---------- Record set ----------

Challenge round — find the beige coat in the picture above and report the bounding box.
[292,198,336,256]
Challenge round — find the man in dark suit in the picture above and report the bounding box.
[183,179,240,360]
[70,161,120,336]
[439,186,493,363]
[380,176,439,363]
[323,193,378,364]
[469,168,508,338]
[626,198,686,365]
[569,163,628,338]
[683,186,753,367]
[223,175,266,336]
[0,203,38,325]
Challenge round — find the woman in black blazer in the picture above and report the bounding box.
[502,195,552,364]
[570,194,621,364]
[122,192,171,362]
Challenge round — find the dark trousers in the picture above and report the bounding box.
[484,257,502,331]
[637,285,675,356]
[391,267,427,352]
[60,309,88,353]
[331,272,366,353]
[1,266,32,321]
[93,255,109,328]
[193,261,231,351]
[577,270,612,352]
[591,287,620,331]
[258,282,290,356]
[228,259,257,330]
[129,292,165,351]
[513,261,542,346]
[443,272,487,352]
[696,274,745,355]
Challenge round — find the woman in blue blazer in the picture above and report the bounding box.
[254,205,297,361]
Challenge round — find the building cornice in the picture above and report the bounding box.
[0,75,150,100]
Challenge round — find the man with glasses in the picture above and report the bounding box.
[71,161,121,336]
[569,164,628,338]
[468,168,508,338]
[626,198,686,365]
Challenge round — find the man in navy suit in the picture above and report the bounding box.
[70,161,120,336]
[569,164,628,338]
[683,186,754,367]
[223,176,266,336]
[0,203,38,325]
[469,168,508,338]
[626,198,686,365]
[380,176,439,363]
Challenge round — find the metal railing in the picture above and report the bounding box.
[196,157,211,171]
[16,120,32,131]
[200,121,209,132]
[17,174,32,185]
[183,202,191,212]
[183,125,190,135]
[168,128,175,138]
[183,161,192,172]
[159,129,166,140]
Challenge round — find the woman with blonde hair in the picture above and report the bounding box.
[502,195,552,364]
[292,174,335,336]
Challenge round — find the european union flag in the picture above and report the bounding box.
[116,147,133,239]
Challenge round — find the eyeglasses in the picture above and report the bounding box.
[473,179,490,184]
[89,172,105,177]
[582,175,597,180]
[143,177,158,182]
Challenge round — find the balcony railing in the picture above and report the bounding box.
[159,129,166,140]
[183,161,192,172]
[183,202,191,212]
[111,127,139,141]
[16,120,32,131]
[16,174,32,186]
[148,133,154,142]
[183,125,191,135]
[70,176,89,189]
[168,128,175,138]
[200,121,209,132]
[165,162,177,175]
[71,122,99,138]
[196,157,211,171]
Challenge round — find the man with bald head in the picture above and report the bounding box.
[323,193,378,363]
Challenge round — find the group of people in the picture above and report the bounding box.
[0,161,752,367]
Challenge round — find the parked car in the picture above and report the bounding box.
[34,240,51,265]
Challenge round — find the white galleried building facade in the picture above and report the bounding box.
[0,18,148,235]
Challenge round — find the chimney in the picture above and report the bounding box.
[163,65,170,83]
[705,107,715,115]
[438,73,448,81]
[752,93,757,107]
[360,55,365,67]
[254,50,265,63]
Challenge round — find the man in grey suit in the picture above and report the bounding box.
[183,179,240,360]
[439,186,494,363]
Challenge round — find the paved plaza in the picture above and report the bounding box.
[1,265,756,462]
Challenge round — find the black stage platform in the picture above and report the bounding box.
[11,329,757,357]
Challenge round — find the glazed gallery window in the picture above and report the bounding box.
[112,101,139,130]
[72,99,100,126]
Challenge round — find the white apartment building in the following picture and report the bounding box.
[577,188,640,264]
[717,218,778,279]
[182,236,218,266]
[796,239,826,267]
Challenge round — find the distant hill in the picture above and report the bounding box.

----------
---------- Record set ----------

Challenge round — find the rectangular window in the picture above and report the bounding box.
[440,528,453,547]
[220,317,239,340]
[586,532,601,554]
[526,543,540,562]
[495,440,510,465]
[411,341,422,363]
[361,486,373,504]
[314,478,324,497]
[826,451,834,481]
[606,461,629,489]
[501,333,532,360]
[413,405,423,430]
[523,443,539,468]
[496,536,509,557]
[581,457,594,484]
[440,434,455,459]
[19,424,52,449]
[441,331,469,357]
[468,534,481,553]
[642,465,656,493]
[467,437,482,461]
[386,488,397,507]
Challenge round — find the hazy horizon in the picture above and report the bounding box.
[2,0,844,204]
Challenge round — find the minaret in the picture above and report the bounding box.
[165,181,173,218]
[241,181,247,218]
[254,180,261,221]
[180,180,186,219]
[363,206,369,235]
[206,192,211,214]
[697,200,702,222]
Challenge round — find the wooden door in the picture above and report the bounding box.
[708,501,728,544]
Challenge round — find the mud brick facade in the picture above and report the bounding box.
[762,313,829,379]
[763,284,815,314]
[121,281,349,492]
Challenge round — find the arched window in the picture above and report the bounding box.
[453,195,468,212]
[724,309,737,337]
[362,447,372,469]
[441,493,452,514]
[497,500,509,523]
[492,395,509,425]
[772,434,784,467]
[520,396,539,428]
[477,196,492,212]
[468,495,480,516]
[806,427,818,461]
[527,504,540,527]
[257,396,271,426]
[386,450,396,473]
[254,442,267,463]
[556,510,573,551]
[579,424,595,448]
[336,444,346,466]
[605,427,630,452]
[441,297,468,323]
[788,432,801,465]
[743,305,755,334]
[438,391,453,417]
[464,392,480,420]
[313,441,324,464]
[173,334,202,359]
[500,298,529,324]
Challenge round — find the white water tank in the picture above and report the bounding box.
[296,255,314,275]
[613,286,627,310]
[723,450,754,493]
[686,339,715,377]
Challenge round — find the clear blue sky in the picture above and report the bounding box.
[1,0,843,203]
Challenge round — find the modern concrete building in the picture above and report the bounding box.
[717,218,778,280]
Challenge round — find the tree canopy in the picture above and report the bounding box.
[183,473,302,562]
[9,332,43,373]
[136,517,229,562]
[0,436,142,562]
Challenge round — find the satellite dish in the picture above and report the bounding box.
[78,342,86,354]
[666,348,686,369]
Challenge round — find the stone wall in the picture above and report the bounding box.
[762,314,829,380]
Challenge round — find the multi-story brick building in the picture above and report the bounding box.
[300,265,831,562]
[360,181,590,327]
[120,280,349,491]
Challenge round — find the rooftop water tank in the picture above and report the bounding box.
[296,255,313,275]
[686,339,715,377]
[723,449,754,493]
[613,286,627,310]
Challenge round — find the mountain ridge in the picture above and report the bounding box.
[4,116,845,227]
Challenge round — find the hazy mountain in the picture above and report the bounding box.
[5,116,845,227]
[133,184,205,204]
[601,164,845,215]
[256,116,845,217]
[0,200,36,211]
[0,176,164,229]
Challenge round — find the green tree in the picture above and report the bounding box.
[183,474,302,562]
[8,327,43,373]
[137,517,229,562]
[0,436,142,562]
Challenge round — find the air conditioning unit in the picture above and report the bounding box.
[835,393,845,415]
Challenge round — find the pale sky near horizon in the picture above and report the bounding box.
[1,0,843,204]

----------
---------- Record set ----------

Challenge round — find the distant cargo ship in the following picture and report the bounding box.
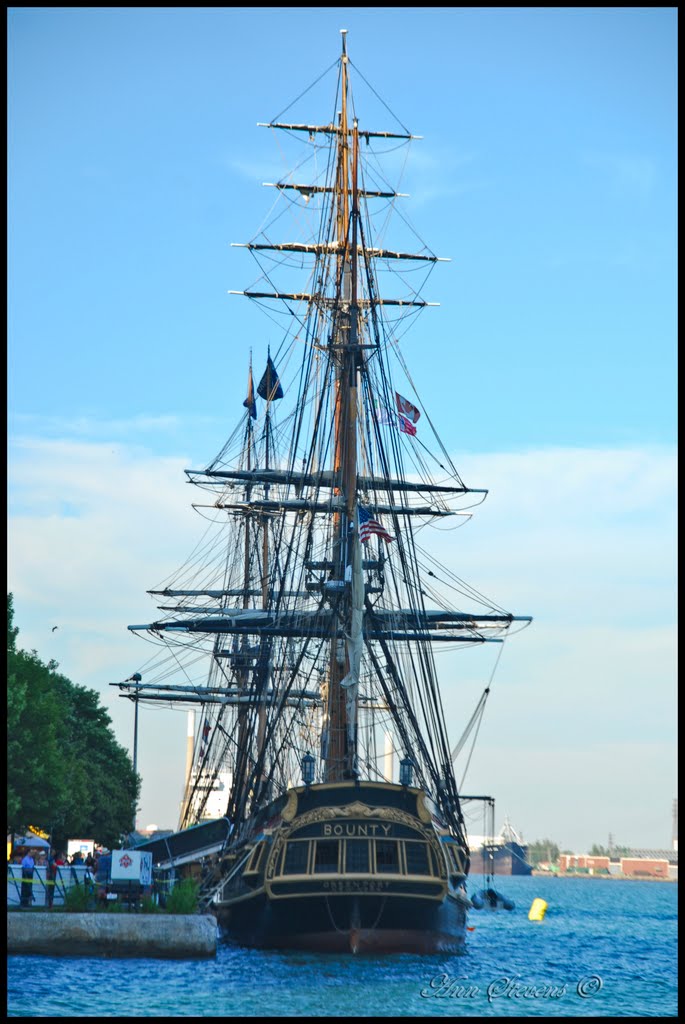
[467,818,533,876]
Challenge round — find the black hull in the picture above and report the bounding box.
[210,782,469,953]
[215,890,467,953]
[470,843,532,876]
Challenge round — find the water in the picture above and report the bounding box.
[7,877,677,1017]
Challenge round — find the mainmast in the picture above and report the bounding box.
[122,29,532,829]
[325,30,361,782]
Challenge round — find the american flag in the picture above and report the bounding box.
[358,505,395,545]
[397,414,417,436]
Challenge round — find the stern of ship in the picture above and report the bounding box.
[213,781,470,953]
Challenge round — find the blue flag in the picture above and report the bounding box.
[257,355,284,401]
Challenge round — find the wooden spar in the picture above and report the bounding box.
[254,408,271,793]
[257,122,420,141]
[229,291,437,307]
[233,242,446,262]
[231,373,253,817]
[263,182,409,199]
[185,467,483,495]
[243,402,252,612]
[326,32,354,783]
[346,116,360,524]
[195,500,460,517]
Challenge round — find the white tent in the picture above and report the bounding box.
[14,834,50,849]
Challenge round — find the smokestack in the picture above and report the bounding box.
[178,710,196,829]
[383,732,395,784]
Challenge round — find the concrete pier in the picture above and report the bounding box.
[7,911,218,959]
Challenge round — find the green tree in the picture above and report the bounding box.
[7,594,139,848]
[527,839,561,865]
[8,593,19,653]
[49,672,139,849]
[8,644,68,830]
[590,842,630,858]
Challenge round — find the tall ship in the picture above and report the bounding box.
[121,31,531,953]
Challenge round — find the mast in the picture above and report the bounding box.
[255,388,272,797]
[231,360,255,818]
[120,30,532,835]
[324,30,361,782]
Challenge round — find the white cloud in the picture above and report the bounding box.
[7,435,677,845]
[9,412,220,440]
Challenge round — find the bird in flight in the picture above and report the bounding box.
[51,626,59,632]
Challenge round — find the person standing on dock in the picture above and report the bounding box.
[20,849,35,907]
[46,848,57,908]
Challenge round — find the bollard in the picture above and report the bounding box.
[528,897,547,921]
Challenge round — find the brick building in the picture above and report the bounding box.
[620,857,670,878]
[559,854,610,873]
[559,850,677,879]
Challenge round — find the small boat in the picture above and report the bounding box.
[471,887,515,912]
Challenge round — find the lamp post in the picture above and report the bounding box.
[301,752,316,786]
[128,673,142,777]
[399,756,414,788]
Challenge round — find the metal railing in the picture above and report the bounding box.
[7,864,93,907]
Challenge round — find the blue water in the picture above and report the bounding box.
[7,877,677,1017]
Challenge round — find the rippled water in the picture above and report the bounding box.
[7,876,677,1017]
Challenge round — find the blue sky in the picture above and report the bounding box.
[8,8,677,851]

----------

Requirement
Given the records above, reproduce precisely and only the lines between the line holding "Challenge round — find the glazed" and the line holding "Challenge round — find the distant hill", inclusive.

Problem solution
Challenge round — find the glazed gallery window in the picture above and report the bounding box.
[112,101,139,130]
[72,99,100,126]
Challenge round — find the white apartment building in the following picture and report the bounding box.
[577,188,640,264]
[717,218,778,279]
[182,236,218,266]
[796,239,826,267]
Challenge round — find the distant hill in the picture above and report the bounding box.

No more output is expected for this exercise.